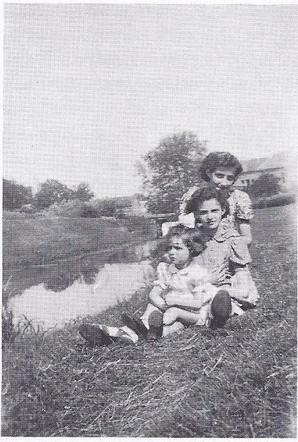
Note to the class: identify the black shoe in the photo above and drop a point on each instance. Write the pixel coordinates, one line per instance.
(135, 324)
(221, 308)
(94, 335)
(155, 326)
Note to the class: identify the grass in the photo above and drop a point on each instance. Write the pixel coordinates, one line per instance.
(40, 240)
(239, 381)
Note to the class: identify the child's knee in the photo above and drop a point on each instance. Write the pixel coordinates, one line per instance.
(170, 316)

--

▸ **Set exercise**
Output all of the entries verbatim, leaving out any images.

▸ **Complete output**
Note to the class: identify the black shoe in the photo above and drop a point on each instance. Write the pixel coordinates, one line per instance.
(135, 324)
(221, 308)
(94, 335)
(155, 326)
Note to the class: identify the grass in the photo above and drop a point on each instance. Write the pixel coordinates, one line per instance.
(40, 240)
(239, 381)
Note to the class: identify the child's knee in the photo above and drop a point on each instance. Write the pixel coordinates, one line per instance.
(170, 316)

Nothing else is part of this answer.